EXCERPT PROVIDED:
Lighter than Matter, Heavier than Mind is a kinetic sculpture—a symbolic balancing act—that begins with a speculative dialogue between temporality and systems of value. The work is driven by the internal turbulence of selfhood, caught in constant negotiation with identity, time, and aspiration under the relentless conditions of a 24/7 late-capitalist reality. In this regime of perpetual motion, value is simultaneously pursued and destabilized, producing a feedback loop of desire, demand, and doubt.
The work draws on Erik Erikson’s observation that “doubt is the brother of shame,” probing the psychosocial tensions between autonomy and shame through discursive explorations of identity formation. Shame—while not biologically inherent—has long functioned as a powerful regulatory mechanism across public and private life, shaping our sense of worth through both societal frameworks and intimate self-reflection.
Lighter than Matter, Heavier than Mind examines these themes through the metaphor of scaling—measuring, weighing, and calibrating the invisible burdens of shame and the elusive coordinates of self-worth. The installation features a life-sized, triangular copper structure that functions as a precarious weighing system. Three arms extend from the skeleton, each holding a different set of weighted elements, symbolising distinct registers of shame. At the center of the structure hangs a precisely calibrated one-kilogram weight—representing selfhood—which holds the entire system in equilibrium. If this balance is disrupted, if any relational proportion becomes skewed, the installation collapses, exposing the fragility of the framework.

EXTRACTED RECORDS:
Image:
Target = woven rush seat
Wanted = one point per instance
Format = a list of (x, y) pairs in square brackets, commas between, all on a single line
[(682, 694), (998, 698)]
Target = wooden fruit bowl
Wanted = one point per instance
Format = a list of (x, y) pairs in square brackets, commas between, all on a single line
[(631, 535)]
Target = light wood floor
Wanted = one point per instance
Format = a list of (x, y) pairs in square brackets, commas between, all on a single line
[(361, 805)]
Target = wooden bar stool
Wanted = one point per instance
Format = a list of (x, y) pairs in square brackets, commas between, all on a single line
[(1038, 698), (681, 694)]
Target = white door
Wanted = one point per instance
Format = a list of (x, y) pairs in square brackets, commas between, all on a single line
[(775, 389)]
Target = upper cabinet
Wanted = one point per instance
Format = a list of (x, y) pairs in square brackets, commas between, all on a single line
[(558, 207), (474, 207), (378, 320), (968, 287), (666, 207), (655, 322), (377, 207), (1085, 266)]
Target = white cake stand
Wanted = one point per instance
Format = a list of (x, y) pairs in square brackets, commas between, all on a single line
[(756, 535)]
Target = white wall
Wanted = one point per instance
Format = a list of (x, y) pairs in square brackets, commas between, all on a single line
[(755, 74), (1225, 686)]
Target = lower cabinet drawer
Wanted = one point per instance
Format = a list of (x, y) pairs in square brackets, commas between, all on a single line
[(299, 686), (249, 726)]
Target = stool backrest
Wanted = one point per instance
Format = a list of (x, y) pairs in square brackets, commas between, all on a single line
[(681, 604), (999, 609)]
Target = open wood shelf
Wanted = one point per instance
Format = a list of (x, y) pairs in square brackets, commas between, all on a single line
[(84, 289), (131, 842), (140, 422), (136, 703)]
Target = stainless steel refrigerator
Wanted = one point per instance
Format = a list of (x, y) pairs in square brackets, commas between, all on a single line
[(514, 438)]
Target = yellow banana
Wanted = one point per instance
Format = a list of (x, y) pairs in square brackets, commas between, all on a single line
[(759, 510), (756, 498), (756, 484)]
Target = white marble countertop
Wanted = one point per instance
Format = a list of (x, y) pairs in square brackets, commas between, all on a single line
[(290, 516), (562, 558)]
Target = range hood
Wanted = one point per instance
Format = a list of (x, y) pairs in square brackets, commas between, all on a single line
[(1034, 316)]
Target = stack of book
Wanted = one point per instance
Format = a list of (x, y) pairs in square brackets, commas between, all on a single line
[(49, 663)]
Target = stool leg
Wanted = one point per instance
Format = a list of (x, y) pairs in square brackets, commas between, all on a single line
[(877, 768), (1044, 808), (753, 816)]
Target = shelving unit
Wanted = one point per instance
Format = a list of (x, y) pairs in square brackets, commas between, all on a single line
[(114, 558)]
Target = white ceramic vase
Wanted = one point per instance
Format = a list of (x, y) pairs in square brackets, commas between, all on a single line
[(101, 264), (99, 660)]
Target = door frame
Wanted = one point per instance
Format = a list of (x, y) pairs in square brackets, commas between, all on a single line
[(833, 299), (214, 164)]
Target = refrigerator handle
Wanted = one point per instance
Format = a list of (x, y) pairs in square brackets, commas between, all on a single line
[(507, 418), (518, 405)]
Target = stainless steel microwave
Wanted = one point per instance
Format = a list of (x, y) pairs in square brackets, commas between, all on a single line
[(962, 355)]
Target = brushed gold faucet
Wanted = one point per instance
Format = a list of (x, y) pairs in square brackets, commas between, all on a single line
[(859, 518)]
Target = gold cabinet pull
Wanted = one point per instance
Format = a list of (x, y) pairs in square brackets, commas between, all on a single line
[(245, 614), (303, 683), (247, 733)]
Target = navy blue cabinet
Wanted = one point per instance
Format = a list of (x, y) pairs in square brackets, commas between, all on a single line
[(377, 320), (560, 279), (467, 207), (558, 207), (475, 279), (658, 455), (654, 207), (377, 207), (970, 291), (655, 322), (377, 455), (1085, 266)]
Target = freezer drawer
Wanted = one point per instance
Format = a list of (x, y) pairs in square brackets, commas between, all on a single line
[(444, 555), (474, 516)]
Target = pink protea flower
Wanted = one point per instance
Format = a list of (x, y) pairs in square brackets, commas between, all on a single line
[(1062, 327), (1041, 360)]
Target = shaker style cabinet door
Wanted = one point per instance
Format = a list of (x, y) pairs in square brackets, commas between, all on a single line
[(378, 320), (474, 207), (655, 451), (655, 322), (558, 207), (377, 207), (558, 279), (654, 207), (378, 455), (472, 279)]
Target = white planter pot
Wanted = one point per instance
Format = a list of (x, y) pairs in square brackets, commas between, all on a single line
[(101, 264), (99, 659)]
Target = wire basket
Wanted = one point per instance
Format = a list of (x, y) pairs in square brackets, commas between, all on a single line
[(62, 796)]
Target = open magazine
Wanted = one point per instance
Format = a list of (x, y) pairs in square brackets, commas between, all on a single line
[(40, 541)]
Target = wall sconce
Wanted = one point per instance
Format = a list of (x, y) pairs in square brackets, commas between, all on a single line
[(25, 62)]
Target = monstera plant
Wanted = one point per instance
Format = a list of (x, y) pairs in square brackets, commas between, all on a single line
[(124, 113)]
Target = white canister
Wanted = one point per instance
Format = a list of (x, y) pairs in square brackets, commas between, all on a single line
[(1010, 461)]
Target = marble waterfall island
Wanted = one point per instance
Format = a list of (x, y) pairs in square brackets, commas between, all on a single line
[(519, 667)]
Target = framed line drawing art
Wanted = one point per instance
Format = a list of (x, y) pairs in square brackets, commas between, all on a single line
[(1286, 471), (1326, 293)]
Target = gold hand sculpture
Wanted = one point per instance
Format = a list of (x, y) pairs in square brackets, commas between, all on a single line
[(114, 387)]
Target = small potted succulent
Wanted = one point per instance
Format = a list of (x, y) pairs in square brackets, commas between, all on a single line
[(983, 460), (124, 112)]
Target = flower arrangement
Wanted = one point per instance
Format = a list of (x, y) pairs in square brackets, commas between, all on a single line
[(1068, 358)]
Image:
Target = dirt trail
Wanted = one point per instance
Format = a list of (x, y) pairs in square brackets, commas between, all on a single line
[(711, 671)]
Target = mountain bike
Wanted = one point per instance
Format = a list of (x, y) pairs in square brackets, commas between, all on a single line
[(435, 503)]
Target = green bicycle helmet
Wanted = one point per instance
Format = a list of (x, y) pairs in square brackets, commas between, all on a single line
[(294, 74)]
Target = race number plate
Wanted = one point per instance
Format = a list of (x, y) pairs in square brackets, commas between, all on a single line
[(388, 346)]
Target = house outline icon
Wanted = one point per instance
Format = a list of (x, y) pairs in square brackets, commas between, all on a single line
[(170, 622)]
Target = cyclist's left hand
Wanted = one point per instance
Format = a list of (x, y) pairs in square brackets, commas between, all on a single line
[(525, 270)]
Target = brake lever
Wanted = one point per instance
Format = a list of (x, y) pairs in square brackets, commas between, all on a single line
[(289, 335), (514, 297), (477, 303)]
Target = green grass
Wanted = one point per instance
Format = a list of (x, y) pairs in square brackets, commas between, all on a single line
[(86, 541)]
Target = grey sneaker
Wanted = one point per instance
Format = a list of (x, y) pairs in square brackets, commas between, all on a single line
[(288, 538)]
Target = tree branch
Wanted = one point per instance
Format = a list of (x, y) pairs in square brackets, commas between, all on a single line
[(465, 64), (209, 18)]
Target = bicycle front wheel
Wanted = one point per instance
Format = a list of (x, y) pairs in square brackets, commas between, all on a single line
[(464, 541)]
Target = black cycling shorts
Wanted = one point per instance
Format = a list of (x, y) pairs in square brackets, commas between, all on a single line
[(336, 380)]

CHECK YOUR UNDERSTANDING:
A) In the description of the sculpture, what does the one-kilogram weight at the center of the structure represent?
B) Reproduce word for word the part of the sculpture description that starts at the words "The work draws" and stops after "and intimate self-reflection.".

PER-TASK ANSWERS:
A) Selfhood.

B)
The work draws on Erik Erikson’s observation that “doubt is the brother of shame,” probing the psychosocial tensions between autonomy and shame through discursive explorations of identity formation. Shame—while not biologically inherent—has long functioned as a powerful regulatory mechanism across public and private life, shaping our sense of worth through both societal frameworks and intimate self-reflection.